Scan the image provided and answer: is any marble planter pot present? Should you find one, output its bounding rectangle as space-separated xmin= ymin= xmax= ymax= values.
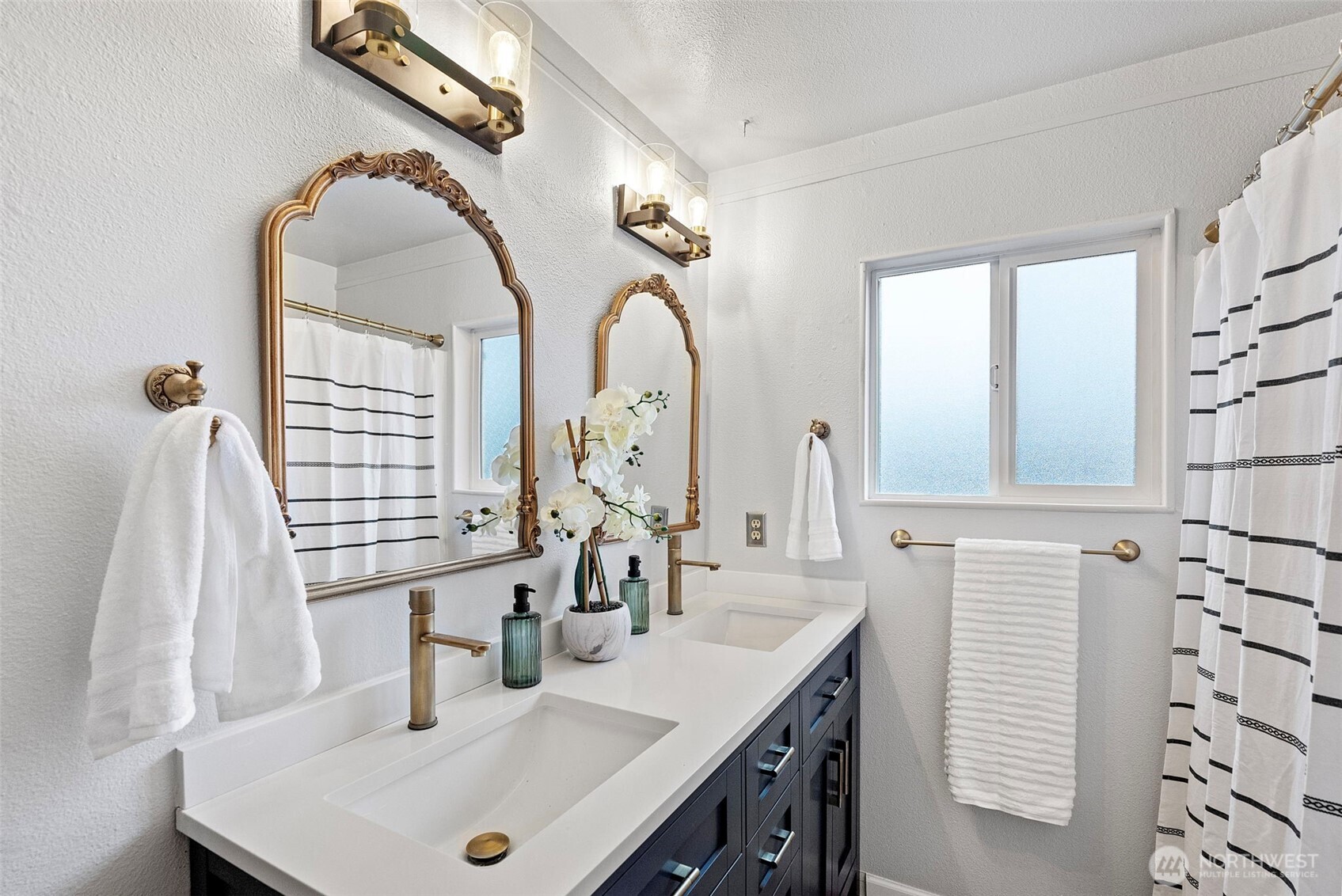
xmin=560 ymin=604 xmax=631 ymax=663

----

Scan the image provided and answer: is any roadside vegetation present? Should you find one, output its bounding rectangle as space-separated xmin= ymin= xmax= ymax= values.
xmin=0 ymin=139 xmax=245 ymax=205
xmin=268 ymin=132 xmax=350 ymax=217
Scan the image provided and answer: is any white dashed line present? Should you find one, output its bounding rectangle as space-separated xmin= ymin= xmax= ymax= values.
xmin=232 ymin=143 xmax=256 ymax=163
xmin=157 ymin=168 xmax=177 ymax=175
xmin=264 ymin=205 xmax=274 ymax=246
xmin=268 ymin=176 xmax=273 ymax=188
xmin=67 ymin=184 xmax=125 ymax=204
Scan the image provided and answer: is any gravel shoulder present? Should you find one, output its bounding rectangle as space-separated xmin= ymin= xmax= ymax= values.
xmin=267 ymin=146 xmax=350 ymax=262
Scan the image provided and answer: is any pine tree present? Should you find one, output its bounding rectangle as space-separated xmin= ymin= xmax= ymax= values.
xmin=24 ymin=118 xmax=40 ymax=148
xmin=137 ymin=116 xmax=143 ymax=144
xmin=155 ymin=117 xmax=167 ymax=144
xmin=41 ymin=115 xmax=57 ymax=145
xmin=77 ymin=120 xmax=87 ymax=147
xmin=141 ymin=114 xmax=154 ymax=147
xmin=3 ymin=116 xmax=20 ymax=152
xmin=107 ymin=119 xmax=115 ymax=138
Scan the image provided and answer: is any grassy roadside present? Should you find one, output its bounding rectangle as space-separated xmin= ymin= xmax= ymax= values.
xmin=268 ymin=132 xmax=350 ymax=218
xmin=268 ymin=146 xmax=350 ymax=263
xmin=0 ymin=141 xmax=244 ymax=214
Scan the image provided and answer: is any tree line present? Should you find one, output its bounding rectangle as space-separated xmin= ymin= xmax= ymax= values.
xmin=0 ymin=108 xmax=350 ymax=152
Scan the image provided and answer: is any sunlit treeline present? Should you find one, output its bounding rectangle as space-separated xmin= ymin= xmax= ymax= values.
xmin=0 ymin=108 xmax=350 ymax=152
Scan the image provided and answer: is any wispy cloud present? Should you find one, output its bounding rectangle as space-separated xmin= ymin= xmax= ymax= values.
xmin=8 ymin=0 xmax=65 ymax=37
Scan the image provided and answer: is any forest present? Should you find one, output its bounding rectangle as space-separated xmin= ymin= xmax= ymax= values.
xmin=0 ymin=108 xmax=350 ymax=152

----

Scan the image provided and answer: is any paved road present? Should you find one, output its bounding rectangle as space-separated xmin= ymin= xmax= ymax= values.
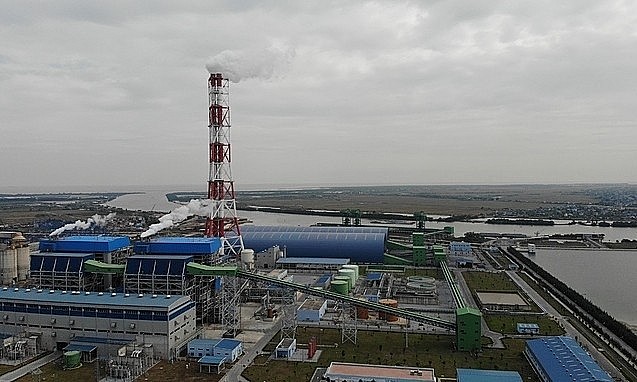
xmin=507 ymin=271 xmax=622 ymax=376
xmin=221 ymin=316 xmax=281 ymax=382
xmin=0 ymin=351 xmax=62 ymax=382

----

Stated exercise: Print the lines again without changing them, from the line with "Scan the image provided and answer: is any marble" to the line with "xmin=560 ymin=604 xmax=631 ymax=663", and leave the pictures out.

Output of the task:
Scan the image provided and answer: is any marble planter pot present? Should you find one, output its bounding rectangle as space-separated xmin= ymin= xmax= ymax= values.
xmin=560 ymin=604 xmax=631 ymax=663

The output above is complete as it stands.